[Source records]
========

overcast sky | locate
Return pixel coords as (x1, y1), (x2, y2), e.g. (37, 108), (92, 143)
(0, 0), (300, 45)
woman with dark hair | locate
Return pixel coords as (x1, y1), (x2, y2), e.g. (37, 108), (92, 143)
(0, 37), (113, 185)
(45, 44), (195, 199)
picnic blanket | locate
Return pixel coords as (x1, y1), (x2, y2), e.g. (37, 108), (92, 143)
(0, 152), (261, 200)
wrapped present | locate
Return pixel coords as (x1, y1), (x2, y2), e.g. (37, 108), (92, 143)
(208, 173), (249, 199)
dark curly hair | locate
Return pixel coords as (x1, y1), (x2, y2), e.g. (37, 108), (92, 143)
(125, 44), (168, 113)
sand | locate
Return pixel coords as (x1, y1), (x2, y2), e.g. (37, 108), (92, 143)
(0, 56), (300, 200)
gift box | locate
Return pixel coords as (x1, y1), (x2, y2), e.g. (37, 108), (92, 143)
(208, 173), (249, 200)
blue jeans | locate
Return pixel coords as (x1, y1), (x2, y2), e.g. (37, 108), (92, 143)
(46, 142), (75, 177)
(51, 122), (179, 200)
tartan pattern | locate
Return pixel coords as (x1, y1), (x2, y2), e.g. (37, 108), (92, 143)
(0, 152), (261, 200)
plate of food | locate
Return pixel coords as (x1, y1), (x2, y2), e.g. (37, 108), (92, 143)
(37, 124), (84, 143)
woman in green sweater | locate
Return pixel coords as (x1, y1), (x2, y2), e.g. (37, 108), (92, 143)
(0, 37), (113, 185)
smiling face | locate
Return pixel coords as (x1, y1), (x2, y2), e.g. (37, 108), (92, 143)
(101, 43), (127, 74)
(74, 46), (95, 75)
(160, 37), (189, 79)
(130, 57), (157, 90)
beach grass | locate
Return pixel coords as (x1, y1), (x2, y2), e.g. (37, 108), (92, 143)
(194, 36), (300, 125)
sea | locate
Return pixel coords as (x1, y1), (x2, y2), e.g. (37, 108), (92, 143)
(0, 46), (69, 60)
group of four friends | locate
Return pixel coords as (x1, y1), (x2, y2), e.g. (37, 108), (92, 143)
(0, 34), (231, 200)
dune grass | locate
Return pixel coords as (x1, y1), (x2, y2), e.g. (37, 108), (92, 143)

========

GOAL. Reproduce verbatim the section of the data above that begins with the line containing "tartan pattern | locate" and ends with the line containing "(37, 124), (84, 143)", including both of those lines.

SOLUTION TO THIS TASK.
tartan pattern | locate
Return pixel coords as (x1, y1), (x2, y2), e.g. (37, 108), (92, 143)
(0, 152), (261, 200)
plate of food | locate
Return pixel coords as (x1, y1), (x2, y2), e.g. (37, 108), (92, 143)
(37, 124), (84, 143)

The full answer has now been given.